(Region pointing data)
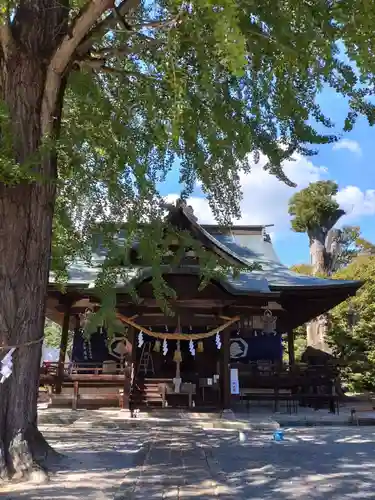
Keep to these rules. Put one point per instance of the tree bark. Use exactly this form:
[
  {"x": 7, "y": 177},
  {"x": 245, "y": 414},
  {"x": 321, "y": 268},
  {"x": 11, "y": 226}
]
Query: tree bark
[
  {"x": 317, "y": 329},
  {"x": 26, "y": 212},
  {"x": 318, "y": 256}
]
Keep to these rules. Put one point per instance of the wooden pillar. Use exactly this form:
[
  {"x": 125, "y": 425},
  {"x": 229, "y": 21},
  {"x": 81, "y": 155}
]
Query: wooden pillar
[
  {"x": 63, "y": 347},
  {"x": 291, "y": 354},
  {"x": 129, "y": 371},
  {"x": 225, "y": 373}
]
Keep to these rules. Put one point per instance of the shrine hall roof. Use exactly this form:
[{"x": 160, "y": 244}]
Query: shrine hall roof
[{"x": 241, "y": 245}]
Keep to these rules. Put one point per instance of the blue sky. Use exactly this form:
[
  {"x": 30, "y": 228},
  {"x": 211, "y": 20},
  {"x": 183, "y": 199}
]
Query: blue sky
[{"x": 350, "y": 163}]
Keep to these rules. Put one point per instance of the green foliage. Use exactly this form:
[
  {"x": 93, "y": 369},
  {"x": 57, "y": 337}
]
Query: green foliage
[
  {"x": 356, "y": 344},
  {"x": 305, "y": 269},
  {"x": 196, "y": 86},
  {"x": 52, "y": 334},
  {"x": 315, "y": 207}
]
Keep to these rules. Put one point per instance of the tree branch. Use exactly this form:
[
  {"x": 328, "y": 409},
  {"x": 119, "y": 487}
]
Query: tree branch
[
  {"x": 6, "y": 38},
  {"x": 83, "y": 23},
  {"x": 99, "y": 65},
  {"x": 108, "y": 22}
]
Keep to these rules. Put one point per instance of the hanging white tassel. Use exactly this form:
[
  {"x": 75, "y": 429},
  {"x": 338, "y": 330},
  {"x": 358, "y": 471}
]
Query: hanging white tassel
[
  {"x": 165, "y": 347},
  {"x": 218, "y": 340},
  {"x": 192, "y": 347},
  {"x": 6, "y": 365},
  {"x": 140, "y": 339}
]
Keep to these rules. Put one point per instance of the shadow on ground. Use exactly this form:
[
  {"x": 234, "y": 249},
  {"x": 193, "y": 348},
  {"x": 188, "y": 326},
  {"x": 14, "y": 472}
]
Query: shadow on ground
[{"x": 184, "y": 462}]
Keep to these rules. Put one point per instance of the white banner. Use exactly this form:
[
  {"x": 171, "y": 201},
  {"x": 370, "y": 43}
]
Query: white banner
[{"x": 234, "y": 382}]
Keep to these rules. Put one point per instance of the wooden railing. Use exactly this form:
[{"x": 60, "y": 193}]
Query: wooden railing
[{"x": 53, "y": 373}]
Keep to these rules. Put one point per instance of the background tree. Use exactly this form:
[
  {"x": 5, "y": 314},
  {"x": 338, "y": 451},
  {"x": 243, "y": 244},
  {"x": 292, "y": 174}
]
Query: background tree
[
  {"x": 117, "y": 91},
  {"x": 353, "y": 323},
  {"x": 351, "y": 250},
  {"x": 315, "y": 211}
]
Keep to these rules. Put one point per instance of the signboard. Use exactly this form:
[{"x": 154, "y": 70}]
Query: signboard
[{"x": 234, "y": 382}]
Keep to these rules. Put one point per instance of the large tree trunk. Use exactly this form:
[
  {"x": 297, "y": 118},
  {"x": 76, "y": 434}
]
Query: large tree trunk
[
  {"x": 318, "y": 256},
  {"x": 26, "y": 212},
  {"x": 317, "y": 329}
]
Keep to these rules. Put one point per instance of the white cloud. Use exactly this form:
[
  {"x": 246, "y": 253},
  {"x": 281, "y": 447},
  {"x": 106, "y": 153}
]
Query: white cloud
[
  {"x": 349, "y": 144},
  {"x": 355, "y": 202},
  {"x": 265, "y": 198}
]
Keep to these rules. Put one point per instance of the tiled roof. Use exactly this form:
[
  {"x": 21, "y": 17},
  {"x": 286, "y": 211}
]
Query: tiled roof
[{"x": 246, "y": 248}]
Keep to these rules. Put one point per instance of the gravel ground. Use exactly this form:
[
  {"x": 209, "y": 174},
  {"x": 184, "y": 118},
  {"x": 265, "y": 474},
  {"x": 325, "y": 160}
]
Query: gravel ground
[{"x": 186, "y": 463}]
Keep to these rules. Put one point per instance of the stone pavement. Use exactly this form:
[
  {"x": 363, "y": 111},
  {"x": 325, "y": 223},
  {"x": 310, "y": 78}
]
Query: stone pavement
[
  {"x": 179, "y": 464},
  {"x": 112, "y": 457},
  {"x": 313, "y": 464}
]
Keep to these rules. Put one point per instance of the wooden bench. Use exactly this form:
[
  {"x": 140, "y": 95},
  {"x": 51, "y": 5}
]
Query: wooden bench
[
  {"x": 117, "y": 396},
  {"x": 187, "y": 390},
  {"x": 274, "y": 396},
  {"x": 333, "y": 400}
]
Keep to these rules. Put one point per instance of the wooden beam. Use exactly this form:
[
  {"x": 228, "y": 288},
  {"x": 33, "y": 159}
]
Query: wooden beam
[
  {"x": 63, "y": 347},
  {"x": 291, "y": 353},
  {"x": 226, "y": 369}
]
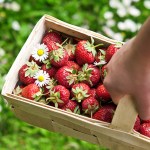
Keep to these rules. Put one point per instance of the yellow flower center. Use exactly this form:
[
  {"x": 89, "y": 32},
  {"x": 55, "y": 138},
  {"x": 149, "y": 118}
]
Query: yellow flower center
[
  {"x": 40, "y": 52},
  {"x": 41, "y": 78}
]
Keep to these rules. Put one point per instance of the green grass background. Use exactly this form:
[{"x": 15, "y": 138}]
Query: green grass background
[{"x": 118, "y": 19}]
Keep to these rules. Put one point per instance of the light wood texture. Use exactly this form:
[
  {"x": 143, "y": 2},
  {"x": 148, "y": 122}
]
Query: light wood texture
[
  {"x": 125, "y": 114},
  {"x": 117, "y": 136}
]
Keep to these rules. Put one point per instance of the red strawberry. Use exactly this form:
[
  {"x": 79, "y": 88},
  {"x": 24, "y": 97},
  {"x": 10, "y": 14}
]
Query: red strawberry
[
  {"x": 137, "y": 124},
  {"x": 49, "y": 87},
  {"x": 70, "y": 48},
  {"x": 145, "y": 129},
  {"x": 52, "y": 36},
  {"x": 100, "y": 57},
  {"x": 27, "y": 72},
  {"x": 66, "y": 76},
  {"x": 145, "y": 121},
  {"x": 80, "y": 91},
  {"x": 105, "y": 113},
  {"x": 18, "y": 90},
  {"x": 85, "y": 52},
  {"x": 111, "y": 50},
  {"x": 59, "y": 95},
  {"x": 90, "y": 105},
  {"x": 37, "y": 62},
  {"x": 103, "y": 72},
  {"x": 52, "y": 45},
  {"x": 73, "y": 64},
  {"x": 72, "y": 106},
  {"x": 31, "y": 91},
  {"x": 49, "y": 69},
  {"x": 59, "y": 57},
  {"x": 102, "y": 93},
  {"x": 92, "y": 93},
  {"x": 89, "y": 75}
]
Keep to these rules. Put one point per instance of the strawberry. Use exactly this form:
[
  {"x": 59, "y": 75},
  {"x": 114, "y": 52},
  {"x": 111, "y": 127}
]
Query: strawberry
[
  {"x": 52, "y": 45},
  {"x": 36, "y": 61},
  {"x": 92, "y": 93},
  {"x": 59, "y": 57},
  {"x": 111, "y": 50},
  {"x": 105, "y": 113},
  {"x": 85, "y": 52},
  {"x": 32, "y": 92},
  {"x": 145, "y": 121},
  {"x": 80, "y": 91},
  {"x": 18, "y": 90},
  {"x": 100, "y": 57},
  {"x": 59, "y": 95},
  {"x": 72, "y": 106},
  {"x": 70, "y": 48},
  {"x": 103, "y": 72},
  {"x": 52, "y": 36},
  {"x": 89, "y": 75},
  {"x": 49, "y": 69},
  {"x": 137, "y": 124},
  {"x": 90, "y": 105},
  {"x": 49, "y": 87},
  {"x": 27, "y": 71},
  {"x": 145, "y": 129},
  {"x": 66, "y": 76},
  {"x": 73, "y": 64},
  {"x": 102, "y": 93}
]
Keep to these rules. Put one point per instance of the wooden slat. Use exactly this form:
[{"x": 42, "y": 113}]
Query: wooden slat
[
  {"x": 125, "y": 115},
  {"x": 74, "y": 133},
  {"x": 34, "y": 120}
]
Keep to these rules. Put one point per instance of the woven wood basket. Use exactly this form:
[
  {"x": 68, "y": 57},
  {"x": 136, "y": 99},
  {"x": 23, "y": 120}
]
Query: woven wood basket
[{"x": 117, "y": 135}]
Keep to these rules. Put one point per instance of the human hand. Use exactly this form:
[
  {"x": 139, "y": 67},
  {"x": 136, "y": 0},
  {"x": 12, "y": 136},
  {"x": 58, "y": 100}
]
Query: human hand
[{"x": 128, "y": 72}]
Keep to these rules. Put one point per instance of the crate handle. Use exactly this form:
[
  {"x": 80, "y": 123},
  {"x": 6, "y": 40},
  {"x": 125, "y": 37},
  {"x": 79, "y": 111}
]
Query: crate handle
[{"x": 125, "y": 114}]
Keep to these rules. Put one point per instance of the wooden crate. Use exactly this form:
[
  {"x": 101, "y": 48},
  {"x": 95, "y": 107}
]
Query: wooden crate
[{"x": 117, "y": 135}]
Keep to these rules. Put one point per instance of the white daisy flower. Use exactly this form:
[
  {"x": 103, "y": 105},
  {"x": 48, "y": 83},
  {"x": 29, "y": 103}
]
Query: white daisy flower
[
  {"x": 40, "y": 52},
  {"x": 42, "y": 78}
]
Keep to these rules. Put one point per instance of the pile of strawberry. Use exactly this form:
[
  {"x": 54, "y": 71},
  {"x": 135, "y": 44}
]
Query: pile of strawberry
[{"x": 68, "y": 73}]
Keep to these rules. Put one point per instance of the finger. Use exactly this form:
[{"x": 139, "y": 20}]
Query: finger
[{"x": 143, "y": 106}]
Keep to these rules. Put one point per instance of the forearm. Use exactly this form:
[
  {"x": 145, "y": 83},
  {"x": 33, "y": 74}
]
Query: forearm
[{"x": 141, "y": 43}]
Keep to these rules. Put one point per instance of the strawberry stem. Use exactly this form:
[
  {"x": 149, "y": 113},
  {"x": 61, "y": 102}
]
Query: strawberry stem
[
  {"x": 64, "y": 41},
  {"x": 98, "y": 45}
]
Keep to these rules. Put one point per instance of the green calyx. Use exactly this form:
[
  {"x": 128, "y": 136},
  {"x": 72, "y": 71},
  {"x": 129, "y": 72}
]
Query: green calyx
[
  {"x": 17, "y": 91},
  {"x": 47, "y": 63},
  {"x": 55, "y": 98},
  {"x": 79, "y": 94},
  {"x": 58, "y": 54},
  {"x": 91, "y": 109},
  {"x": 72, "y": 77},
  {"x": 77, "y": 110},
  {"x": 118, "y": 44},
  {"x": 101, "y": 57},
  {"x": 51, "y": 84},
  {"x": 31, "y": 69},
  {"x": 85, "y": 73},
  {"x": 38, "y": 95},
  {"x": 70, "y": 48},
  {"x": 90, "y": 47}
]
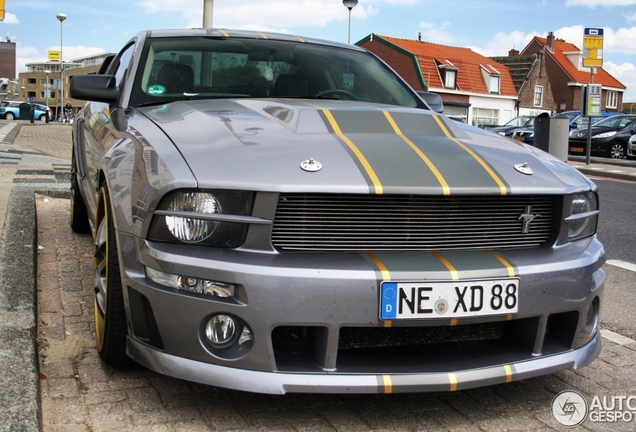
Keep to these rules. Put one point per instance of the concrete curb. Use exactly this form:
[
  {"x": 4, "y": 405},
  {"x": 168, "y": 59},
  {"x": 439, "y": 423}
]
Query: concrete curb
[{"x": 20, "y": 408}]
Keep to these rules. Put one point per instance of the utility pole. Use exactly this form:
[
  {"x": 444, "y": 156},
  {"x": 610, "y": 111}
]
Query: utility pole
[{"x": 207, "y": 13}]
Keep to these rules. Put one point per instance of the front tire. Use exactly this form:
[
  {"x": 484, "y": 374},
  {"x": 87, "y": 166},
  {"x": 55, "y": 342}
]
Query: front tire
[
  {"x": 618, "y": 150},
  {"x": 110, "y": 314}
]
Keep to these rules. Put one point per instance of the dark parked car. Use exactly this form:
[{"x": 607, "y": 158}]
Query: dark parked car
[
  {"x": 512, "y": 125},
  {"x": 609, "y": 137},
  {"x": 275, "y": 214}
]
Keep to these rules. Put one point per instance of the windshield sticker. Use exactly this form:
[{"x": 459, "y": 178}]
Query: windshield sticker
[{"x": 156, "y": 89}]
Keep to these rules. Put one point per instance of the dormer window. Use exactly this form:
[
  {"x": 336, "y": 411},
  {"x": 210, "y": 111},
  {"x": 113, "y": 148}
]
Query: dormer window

** WHAT IS BEING ASKED **
Within the records above, count each line holding "dormer". Write down only the number.

** SOLUTION TO THIS EXERCISE **
2